Curie as Celebrity

By Buehler, Emily | American Scientist, January/February 2013 | Go to article overview

Curie as Celebrity


Buehler, Emily, American Scientist


HISTORY OF SCIENCE Curie As Celebrity MARIE CURIE AND HER DAUGHTERS: The Private Lives of Science's First Family. Shelley Emling. xx + 219 pp. Palgrave Macmillan, 2012. $26.

Celebrities in the United States have included sports heroes, singers and movie stars. These days we also count supermodels, YouTube sensations and, occasionally, people who are simply badly behaved enough to make the news. Shelley Emling's Marie Curie ana Her Daughters is a reminder that, once upon a time, scientists were commonly celebrities too. This biography, based in large part on letters released to the author by Marie Curie's granddaughter, the nuclear physicist Hélène Langevin-Joliot, and focusing on the period of Curie's life after the death of her husband, Pierre, in 1906, gives a fascinating glimpse into the family's story, and their relationship with the American public, amid the upheaval of both World Wars. The book's first chapter is written in a dramatic style that some readers may find distasteful, but the remainder of the book, especially the later chapters, is worth holding out for.

The book's beginning details Marie Curie's affair with fellow scientist Paul Langevin. (Hélène married Paul Langevin's grandson, Michel.) Langevin's wife finds letters from the couple and threatens to publish them, exposing the affair. Other scientists denounce Curie and suggest she return from France, her adopted country, to her birthplace of Poland - even as she is awarded her second Nobel prize. The story is a complex one, and I found the narration a bit confusing. Emling quotes Curie's love letters to Langevin but then refers to the letters the French press acquires as "intimate letters - or forgeries based on them." Curie calls the newspaper's words "libel and slander" and Langevin says the letters were altered, but Emling does not share what the papers published. She later refers to Curie's "alleged actions," even though she has told us that Curie was having an affair. She dismisses Langevin's wife as abusive and tells us that "eventually he always returned [to her] for the sake of the children." Perhaps the author's relationship with Curie's granddaughter made it tricky to write about these incidents. Whatever the case, I wished Emling had placed greater emphasis on what seems to me to be the crux of the matter - that, as she writes, "none of this would have happened if Marie were a man."

━━━

# [Objectives]
1 > According to the book review, in what year did Pierre Curie die?
2 > Repeat the stretch of the book review from "Buehler, Emily, American" through "Macmillan, 2012. $26.".
3 > Carry on the book review from the point where it stops.

Entries from a pointing dataset:
━━━

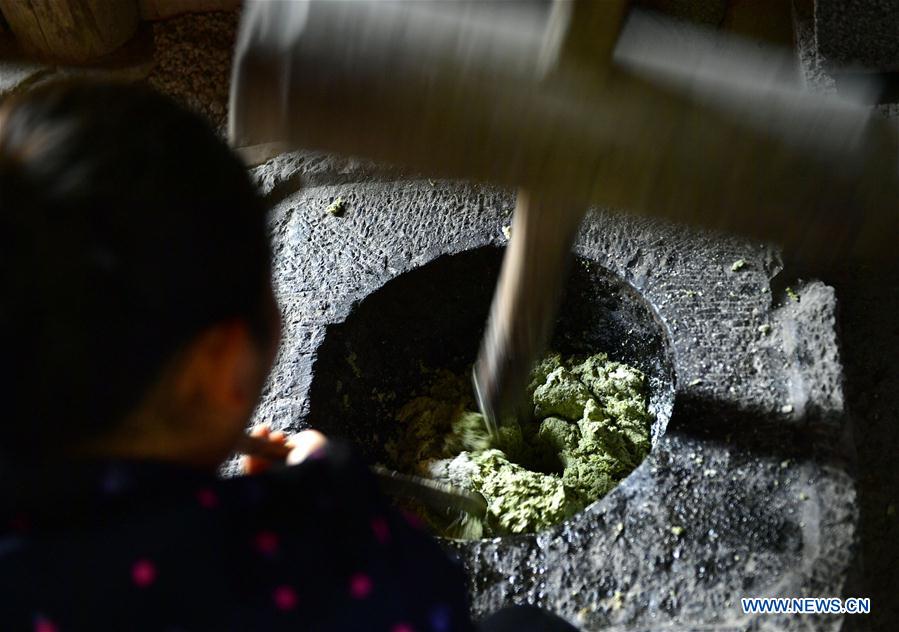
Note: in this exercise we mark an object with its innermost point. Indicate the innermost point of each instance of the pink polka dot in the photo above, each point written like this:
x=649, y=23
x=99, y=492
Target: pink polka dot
x=381, y=530
x=267, y=542
x=285, y=598
x=143, y=573
x=207, y=498
x=360, y=585
x=44, y=625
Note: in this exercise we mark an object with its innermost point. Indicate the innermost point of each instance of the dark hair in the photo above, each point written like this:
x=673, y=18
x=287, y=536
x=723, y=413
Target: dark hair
x=127, y=226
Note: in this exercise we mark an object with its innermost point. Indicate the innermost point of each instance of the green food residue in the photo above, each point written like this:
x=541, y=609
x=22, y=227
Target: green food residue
x=590, y=428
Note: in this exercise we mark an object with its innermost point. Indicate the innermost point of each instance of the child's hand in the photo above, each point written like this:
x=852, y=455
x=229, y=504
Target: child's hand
x=270, y=447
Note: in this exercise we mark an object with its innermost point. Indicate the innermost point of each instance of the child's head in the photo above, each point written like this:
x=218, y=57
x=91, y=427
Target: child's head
x=136, y=314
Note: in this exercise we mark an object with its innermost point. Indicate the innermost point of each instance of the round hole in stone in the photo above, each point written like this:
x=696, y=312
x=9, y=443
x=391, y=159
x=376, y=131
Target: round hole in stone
x=433, y=316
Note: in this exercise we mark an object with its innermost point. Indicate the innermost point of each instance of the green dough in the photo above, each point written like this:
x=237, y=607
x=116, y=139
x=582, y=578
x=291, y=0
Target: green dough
x=590, y=428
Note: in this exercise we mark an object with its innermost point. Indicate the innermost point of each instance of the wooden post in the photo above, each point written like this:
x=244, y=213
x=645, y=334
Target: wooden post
x=73, y=31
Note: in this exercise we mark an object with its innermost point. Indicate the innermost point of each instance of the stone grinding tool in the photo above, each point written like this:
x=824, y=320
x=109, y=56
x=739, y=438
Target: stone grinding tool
x=575, y=103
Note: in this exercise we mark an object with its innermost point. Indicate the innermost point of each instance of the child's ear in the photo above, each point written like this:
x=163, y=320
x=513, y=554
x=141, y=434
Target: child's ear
x=223, y=370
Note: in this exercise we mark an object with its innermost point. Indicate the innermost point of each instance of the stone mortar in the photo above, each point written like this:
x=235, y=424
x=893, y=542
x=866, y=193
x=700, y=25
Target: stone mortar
x=748, y=492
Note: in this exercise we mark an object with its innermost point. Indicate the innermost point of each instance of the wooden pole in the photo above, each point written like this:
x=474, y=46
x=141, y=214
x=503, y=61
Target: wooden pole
x=73, y=31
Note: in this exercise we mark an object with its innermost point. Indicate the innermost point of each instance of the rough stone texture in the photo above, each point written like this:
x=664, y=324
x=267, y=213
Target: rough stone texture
x=754, y=466
x=869, y=302
x=858, y=32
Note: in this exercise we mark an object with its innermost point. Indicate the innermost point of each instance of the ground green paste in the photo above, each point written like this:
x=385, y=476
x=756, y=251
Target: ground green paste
x=590, y=428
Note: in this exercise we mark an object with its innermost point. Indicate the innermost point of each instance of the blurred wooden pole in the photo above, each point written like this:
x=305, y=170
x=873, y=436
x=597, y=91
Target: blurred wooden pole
x=73, y=31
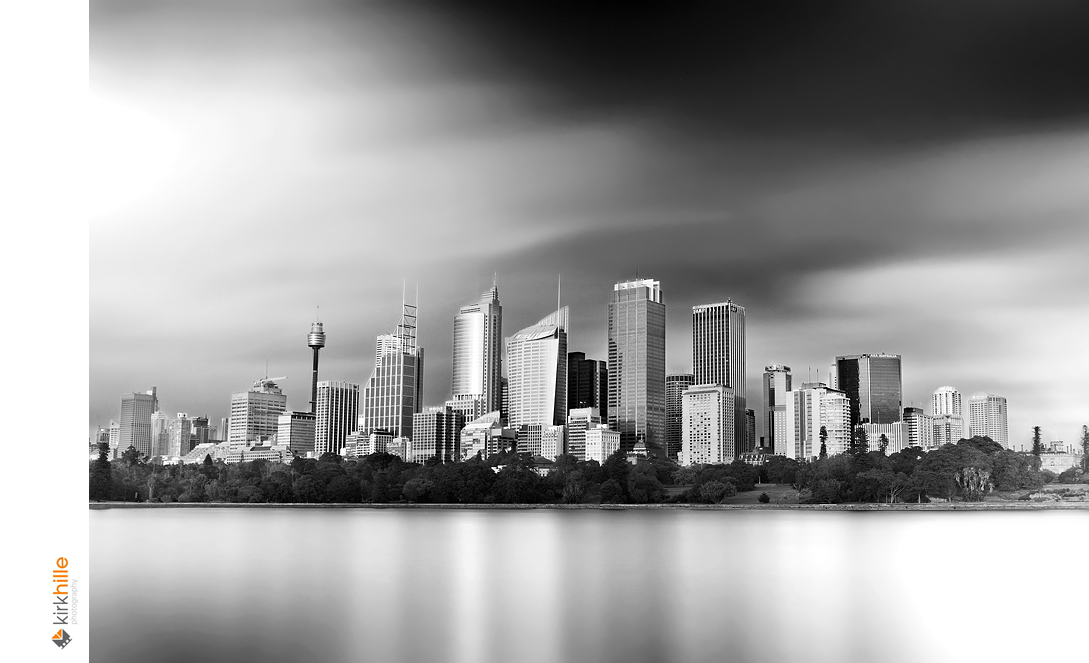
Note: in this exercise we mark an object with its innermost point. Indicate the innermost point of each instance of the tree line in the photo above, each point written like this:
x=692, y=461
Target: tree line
x=966, y=470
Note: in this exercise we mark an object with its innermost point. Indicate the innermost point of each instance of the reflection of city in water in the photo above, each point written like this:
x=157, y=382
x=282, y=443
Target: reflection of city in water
x=488, y=586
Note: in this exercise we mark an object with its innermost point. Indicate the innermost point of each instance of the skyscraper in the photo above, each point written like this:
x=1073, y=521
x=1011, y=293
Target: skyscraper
x=718, y=355
x=477, y=356
x=809, y=408
x=255, y=413
x=637, y=364
x=945, y=401
x=708, y=425
x=537, y=372
x=135, y=426
x=295, y=429
x=988, y=417
x=873, y=384
x=160, y=433
x=777, y=388
x=437, y=433
x=338, y=410
x=395, y=390
x=587, y=382
x=674, y=388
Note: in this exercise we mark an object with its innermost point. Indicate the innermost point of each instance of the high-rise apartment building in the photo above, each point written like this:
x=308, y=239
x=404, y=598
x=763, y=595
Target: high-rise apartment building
x=811, y=407
x=873, y=383
x=674, y=420
x=920, y=428
x=135, y=425
x=335, y=416
x=988, y=417
x=945, y=401
x=255, y=413
x=295, y=430
x=708, y=426
x=718, y=356
x=777, y=388
x=395, y=390
x=478, y=356
x=537, y=372
x=601, y=442
x=579, y=420
x=587, y=382
x=637, y=364
x=437, y=433
x=160, y=433
x=181, y=430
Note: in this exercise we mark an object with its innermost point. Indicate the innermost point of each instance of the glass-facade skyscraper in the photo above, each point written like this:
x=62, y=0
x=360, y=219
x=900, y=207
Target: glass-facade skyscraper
x=873, y=383
x=335, y=415
x=537, y=372
x=587, y=382
x=135, y=427
x=718, y=356
x=478, y=356
x=777, y=388
x=637, y=364
x=674, y=424
x=395, y=389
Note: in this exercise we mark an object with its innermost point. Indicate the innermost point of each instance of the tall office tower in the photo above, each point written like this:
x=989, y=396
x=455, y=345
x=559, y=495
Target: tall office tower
x=812, y=406
x=875, y=385
x=335, y=417
x=920, y=428
x=718, y=355
x=988, y=417
x=947, y=429
x=295, y=429
x=316, y=340
x=579, y=420
x=587, y=382
x=199, y=432
x=637, y=364
x=114, y=436
x=255, y=413
x=708, y=426
x=674, y=389
x=478, y=356
x=777, y=388
x=945, y=401
x=504, y=402
x=437, y=433
x=181, y=428
x=135, y=426
x=537, y=372
x=160, y=433
x=553, y=441
x=601, y=442
x=395, y=390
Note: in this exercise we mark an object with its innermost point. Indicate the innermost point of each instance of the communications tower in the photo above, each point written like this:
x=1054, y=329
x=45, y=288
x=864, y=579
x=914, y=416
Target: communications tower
x=316, y=340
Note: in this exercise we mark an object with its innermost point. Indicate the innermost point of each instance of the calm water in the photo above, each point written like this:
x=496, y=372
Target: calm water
x=277, y=585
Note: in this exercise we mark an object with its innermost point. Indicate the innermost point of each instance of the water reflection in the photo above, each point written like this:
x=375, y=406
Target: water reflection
x=543, y=586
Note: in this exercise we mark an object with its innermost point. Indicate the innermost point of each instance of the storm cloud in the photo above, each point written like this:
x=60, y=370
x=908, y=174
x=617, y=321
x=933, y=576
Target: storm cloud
x=860, y=176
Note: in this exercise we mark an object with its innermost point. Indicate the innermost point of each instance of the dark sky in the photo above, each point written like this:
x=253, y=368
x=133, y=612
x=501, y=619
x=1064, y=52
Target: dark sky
x=906, y=177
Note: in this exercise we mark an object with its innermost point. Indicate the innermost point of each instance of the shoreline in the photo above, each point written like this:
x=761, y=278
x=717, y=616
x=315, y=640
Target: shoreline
x=865, y=507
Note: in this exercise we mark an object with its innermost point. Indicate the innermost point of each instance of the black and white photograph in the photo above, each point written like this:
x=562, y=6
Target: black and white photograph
x=553, y=332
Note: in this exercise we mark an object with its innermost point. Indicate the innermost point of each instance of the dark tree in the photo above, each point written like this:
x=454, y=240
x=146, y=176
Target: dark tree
x=101, y=479
x=1037, y=447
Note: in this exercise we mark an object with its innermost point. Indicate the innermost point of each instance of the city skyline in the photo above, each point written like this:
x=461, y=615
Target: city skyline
x=291, y=164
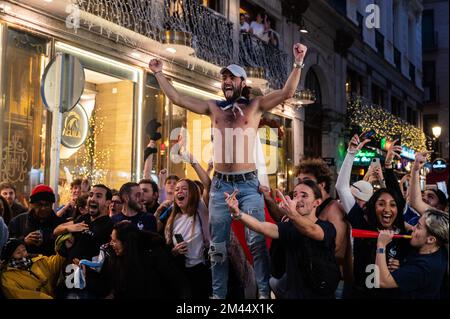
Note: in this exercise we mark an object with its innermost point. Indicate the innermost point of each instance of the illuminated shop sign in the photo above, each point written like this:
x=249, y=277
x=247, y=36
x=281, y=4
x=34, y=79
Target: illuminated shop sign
x=364, y=157
x=439, y=165
x=408, y=153
x=75, y=127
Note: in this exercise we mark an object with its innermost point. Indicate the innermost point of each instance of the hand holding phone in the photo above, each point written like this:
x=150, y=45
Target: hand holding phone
x=375, y=162
x=179, y=238
x=367, y=135
x=398, y=138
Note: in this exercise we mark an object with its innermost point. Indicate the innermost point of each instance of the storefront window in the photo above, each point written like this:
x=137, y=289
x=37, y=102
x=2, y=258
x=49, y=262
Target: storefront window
x=198, y=129
x=22, y=115
x=108, y=109
x=282, y=179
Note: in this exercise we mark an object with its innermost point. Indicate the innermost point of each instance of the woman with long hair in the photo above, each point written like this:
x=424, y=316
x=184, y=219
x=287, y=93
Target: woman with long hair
x=383, y=211
x=187, y=233
x=137, y=266
x=5, y=210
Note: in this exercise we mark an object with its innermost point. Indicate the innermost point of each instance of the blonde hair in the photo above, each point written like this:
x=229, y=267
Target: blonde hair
x=436, y=222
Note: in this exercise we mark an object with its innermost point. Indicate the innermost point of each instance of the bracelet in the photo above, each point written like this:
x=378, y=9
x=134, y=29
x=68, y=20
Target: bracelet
x=237, y=217
x=299, y=65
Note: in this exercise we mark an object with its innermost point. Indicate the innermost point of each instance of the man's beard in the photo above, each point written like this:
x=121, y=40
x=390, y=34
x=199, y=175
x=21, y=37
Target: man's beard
x=134, y=206
x=236, y=94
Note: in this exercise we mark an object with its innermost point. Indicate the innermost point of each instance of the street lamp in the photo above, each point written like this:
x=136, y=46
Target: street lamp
x=436, y=131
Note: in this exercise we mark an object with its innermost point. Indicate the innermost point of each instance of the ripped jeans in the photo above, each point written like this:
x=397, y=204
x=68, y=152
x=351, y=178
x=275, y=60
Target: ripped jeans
x=250, y=202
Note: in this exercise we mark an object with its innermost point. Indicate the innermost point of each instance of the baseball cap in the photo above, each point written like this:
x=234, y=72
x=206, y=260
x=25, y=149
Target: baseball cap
x=42, y=192
x=441, y=196
x=362, y=190
x=236, y=70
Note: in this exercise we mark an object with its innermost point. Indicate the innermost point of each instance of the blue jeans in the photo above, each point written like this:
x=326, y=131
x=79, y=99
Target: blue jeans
x=250, y=202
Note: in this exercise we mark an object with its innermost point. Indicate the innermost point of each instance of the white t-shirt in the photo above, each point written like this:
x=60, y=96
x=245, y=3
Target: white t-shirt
x=193, y=239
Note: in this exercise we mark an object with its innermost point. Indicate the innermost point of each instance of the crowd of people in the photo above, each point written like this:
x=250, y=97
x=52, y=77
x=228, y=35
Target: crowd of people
x=226, y=235
x=153, y=248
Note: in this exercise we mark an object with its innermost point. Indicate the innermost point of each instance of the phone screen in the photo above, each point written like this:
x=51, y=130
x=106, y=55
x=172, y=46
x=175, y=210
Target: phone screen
x=179, y=238
x=367, y=135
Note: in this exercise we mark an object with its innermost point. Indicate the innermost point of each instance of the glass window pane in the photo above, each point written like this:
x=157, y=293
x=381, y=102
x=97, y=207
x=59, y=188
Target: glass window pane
x=106, y=155
x=23, y=118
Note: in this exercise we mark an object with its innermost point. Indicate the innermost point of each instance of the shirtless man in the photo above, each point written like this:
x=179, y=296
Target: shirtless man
x=237, y=114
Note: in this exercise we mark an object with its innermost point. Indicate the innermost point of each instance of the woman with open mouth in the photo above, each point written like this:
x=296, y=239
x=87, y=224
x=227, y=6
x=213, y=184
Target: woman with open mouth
x=187, y=233
x=383, y=211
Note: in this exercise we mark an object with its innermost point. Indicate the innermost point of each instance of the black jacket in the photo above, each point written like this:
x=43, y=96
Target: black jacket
x=20, y=226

━━━

# [Expected answers]
1 > 1906

2 >
Buehler, Emily, American Scientist


HISTORY OF SCIENCE Curie As Celebrity MARIE CURIE AND HER DAUGHTERS: The Private Lives of Science's First Family. Shelley Emling. xx + 219 pp. Palgrave Macmillan, 2012. $26.

3 >
The affair and its attendant drama thankfully disappear with the beginning of World War I, in chapter 2. Curie and her daughter Irene crisscross the country, setting up x-ray stations for army doctors. After the war, Curie's attention turns back to opening research institutes, but she has little funding and only one gram of radium. She and Pierre had spent years sifting through tons of ore to isolate it. The Curies had refused to patent their process because they believed that "pure research should be carried out for its own sake and must not become tangled up with industry's profit motives. Researchers . . . should selflessly make their findings available to anyone and everyone." In 1920, to purchase another gram would cost between $100,000 and $120,000.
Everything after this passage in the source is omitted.